» Supplied entries

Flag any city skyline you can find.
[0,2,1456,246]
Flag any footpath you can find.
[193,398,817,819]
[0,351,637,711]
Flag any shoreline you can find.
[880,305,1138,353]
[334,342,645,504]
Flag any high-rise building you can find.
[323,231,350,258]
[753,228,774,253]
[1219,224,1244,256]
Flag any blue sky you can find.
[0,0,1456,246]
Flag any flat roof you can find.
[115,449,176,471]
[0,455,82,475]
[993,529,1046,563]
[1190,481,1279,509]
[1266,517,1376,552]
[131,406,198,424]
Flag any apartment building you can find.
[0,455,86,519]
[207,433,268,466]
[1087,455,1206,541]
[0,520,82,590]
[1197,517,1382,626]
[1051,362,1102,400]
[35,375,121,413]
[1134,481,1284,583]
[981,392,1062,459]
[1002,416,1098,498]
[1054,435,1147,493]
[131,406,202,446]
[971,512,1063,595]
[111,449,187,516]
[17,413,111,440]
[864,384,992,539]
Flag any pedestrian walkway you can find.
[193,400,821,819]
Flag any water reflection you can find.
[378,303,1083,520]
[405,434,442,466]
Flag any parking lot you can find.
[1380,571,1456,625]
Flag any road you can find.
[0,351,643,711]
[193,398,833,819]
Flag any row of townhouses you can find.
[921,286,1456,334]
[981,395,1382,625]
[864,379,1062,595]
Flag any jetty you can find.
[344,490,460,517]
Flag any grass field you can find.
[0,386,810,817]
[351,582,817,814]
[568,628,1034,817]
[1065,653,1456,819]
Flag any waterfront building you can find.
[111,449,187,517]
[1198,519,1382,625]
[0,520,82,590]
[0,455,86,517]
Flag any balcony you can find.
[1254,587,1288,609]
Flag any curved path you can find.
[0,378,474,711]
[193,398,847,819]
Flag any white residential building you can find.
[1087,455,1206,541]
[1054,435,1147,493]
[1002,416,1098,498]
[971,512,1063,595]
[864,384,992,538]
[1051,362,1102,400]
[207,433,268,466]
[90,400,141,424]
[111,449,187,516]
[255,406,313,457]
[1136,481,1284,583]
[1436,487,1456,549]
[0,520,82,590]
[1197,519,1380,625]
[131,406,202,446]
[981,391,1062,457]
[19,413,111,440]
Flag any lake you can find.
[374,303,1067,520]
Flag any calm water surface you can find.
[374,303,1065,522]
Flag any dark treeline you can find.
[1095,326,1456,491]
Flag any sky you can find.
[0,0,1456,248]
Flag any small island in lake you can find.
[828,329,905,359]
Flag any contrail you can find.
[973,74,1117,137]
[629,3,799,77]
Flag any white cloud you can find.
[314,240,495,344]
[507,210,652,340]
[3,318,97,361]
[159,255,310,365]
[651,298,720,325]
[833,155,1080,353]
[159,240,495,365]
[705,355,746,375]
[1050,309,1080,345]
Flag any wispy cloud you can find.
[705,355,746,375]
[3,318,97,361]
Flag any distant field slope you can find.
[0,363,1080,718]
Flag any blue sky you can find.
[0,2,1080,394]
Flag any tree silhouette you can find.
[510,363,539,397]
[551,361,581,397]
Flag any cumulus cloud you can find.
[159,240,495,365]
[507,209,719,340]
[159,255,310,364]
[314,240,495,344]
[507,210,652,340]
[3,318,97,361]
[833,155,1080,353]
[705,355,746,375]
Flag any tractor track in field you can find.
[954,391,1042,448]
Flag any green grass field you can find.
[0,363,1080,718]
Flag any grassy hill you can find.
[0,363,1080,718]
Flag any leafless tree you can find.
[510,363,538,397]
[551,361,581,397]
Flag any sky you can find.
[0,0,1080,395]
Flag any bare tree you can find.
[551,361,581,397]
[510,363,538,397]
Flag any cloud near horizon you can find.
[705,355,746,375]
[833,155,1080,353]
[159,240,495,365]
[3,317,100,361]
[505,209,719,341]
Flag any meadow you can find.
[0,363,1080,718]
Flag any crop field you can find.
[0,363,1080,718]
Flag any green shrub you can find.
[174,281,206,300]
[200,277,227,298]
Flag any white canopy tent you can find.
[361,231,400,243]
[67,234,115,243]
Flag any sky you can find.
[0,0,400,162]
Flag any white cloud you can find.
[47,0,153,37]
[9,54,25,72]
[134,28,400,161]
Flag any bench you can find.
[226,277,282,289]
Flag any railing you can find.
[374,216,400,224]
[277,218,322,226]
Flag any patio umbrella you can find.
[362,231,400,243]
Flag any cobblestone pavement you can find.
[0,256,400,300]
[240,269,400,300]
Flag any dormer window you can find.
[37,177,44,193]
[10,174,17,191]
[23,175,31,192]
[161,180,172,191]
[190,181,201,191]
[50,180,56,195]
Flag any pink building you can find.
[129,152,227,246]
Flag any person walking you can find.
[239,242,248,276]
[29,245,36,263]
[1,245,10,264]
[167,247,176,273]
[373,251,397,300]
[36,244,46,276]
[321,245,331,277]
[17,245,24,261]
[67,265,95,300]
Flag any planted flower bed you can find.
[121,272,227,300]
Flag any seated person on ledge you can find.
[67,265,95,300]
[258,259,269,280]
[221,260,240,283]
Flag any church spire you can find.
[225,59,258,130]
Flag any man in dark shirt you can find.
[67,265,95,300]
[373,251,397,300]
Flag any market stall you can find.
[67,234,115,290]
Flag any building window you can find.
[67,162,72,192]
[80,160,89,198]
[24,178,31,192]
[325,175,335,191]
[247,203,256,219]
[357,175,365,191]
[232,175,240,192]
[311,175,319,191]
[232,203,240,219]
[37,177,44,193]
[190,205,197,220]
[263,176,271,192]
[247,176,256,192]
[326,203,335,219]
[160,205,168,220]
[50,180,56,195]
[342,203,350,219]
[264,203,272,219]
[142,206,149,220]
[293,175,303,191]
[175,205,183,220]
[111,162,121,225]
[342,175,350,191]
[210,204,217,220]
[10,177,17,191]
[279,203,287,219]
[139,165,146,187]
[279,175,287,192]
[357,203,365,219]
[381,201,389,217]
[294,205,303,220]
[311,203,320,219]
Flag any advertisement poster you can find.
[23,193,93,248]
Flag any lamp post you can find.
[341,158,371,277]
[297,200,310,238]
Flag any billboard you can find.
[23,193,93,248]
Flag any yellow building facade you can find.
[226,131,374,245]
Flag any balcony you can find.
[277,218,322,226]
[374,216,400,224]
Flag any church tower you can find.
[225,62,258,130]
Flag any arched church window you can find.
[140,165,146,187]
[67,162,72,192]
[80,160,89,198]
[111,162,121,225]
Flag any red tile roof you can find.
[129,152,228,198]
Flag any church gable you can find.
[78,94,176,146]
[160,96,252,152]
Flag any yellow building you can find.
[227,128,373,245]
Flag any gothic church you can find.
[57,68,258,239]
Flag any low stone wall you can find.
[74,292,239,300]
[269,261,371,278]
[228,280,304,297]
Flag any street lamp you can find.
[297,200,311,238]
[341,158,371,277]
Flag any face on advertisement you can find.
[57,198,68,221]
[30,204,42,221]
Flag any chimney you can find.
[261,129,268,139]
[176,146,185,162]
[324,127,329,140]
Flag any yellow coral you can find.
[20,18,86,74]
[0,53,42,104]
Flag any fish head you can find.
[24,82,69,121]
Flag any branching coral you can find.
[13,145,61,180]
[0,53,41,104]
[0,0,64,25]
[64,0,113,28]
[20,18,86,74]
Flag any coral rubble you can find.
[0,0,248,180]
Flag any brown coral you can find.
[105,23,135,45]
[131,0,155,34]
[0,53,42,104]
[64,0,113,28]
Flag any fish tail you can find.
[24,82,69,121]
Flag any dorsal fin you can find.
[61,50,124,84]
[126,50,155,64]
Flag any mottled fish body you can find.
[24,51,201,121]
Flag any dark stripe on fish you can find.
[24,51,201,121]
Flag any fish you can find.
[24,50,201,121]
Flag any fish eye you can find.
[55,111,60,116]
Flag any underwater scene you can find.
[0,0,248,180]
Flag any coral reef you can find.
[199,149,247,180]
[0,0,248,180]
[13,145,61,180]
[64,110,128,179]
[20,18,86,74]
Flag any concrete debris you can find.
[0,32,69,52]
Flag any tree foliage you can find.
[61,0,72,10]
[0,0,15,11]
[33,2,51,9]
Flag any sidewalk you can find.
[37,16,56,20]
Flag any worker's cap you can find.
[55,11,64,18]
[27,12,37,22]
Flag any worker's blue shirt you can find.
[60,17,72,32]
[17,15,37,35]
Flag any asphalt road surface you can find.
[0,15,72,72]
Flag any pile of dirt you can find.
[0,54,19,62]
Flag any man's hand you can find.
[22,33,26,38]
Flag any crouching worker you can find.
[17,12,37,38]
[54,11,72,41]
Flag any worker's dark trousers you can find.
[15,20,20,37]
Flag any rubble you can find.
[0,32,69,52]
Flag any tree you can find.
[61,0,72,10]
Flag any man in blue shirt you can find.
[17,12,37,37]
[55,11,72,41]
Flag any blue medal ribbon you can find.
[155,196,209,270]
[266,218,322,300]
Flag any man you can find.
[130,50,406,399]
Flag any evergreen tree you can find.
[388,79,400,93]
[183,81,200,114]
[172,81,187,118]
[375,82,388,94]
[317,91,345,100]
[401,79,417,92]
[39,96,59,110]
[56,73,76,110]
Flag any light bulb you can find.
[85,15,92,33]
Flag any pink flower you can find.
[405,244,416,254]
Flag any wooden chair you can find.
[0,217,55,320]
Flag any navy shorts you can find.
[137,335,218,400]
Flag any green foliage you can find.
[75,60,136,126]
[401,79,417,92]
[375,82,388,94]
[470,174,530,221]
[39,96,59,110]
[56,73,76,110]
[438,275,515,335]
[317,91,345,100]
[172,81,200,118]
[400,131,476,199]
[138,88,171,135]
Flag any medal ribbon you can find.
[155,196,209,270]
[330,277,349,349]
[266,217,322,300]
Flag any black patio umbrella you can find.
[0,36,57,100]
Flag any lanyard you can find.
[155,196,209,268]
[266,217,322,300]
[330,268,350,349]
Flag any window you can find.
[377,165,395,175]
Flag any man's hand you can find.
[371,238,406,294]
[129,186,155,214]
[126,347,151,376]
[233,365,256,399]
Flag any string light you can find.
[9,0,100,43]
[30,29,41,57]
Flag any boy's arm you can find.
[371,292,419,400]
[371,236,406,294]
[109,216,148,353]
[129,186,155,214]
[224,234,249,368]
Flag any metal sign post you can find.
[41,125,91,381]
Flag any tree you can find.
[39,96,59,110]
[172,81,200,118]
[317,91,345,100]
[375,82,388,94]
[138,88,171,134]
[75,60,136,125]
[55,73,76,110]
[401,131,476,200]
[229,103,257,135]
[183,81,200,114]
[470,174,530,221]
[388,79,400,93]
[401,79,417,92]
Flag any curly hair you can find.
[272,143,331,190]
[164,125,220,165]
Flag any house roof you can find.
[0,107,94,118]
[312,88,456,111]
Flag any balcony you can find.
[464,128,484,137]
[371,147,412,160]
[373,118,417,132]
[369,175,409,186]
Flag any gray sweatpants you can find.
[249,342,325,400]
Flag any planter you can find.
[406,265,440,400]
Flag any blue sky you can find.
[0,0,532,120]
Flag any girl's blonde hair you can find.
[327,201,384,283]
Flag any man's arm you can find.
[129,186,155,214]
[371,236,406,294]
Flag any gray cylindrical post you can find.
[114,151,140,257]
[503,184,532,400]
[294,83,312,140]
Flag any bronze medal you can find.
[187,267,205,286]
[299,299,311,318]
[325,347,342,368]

» Requirement
Rewrite the records from the line containing "Flag any brown coral you can find." through the line containing "[24,50,201,121]", both included, as a JSON list of strings with one string per line.

» Solved exercise
[
  "Flag any brown coral you can find.",
  "[105,23,135,45]",
  "[131,0,155,34]",
  "[0,53,42,104]",
  "[64,0,113,28]",
  "Flag any fish tail you can find.",
  "[24,82,69,121]",
  "Flag any dorsal fin you can find.",
  "[61,50,124,84]",
  "[126,50,155,64]",
  "Flag any mottled fish body you can find.",
  "[24,51,201,121]",
  "Flag any dark stripe on fish you can find.",
  "[24,51,201,121]",
  "Flag any fish you can find.",
  "[24,50,201,121]"
]